**Job**
Copy out every line from the first one down to the line containing "[0,0,500,240]", both ends included, without changing a word.

....

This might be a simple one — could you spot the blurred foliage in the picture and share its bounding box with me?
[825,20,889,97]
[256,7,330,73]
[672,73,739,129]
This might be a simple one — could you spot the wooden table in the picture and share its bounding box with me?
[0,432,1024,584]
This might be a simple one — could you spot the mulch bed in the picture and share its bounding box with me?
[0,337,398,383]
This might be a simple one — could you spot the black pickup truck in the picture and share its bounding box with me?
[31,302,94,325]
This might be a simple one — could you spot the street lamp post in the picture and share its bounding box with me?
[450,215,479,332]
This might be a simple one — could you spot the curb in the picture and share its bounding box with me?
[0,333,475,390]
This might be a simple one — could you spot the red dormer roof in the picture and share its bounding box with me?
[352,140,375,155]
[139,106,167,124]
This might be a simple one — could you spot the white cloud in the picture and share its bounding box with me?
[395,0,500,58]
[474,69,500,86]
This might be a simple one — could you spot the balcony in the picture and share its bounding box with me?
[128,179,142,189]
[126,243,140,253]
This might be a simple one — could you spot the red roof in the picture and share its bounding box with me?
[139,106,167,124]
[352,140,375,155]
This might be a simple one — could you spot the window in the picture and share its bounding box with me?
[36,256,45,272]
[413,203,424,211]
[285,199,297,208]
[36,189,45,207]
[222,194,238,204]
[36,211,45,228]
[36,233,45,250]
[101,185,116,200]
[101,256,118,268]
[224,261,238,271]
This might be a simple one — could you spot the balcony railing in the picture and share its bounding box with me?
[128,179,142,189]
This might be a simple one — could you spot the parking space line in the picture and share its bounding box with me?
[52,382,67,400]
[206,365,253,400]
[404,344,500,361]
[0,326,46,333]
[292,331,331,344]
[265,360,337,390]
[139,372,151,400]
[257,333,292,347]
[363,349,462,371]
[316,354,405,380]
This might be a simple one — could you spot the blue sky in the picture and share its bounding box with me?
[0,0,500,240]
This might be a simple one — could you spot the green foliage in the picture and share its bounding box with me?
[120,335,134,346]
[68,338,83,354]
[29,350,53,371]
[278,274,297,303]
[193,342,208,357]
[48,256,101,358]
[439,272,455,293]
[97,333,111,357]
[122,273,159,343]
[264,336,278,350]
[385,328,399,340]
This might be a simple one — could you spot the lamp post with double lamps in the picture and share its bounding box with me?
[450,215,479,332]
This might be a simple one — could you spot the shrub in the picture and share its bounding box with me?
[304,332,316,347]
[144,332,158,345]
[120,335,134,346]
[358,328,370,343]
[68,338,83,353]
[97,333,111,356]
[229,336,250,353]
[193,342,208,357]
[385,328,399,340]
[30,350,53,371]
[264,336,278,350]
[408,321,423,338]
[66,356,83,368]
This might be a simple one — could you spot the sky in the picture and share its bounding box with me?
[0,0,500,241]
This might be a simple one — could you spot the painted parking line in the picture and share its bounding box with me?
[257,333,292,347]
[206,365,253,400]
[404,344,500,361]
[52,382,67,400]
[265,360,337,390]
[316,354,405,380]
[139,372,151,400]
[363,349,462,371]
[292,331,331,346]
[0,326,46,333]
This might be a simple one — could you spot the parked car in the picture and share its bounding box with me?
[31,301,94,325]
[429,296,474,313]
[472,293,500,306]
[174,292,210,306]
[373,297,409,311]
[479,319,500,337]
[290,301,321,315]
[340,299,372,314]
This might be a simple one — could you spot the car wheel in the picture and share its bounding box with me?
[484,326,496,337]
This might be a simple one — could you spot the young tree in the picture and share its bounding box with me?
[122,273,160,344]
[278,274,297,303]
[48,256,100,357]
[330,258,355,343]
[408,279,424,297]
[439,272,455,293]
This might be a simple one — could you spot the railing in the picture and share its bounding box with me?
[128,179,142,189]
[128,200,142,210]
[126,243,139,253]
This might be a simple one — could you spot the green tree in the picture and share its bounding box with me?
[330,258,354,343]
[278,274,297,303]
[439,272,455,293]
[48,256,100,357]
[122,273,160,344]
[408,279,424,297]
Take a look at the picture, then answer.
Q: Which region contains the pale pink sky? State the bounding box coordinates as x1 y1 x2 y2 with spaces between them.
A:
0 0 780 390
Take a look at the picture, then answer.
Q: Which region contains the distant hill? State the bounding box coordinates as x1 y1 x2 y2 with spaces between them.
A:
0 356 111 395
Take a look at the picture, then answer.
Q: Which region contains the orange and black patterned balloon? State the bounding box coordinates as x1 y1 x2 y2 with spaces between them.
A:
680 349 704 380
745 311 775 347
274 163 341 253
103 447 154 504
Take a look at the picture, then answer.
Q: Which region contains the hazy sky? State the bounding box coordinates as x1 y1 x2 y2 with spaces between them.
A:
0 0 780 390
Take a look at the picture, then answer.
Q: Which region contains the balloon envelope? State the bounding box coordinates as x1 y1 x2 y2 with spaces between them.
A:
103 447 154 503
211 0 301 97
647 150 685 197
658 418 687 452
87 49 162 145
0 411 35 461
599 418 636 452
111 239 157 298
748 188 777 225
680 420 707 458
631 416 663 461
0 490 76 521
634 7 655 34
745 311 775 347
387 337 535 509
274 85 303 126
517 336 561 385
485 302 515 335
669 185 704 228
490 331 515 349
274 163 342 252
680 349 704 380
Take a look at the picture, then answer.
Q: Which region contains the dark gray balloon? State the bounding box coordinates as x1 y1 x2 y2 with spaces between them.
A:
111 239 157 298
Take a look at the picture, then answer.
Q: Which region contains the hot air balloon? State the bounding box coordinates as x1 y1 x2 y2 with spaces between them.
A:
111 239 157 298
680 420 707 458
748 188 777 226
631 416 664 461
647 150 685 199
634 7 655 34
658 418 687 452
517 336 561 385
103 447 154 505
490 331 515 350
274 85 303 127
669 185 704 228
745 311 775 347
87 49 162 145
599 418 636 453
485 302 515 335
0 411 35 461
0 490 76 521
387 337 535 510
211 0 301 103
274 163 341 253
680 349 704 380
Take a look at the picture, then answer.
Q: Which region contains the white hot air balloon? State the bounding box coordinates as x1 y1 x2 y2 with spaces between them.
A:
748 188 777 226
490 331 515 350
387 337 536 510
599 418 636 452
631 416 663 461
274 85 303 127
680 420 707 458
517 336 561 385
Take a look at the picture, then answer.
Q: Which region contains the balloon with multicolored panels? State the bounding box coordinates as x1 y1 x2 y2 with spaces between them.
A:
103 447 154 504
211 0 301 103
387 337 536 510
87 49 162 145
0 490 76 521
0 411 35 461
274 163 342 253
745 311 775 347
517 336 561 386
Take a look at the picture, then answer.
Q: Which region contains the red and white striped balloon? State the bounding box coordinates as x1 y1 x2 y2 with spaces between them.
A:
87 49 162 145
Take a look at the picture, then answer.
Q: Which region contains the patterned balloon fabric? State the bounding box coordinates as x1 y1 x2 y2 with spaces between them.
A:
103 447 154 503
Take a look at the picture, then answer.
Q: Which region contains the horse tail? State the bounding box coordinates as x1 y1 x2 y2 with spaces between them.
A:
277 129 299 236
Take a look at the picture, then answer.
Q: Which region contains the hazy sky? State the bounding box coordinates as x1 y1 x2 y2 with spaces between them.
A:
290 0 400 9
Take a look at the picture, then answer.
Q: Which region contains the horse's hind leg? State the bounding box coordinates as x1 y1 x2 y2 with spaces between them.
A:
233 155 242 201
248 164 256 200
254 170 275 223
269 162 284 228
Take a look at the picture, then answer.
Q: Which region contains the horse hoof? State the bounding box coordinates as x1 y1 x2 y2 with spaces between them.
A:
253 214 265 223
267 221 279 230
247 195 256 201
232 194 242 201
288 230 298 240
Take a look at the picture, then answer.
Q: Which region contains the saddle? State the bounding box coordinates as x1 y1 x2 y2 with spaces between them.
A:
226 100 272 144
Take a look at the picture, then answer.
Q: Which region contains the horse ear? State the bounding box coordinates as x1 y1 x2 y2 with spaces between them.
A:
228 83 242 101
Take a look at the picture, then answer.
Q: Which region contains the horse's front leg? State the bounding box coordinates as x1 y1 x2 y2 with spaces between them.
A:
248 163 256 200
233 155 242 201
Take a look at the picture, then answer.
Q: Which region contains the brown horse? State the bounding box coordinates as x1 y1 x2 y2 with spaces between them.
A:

....

**Reply**
This might be a simple one — could you spot the blurred foliage in the picture and share its bounding box with me?
[825,20,889,97]
[256,7,330,73]
[672,73,739,129]
This might be a simple one — could you spot the wooden table in the picture and share its bounding box with me?
[0,432,1024,584]
This might be a simple one — could you spot the mulch bed in the picture and share its bounding box with me?
[0,337,398,383]
This might be a simple one — could you spot the black pickup truck in the picture and share its bounding box with me?
[31,302,94,325]
This might be a simple one — could you spot the street lamp post in the picture and share its bounding box with me?
[450,215,479,332]
This might be a simple one — could you spot the curb in the picture and share its bounding box with me?
[0,333,475,390]
This might be a simple one — could you spot the red dormer roof in the picture and share its bounding box with me?
[352,140,375,155]
[139,106,167,124]
This might be a simple one — could you spot the white cloud in the picture and share its bounding box with me?
[395,0,500,58]
[474,69,500,86]
This might be a simple one — could you spot the balcony in the picture and share its bounding box with me?
[128,179,142,189]
[126,243,140,253]
This might be a simple one — could you spot the red roof in the picture and share its bounding box with me?
[139,106,167,124]
[352,140,375,155]
This might be a simple one — could you spot the window in the picture and share its bounding box with me?
[36,256,45,272]
[413,203,424,211]
[285,199,297,208]
[36,189,45,207]
[222,194,238,204]
[36,211,45,228]
[36,233,45,250]
[101,185,116,200]
[101,256,118,268]
[224,261,238,271]
This might be a simple one — could you spot the balcony railing in the picture and share its bounding box with me?
[128,179,142,189]
This might be a simple one — could you spot the parking space line in the picture and share its bounding box with me?
[52,382,67,400]
[206,365,253,400]
[404,344,500,361]
[0,326,46,333]
[292,331,331,344]
[265,360,337,390]
[139,372,151,400]
[257,333,292,347]
[363,349,462,371]
[316,354,405,380]
This might be a simple one — could you spot the blue sky in the picture and share its bounding box with me?
[0,0,500,240]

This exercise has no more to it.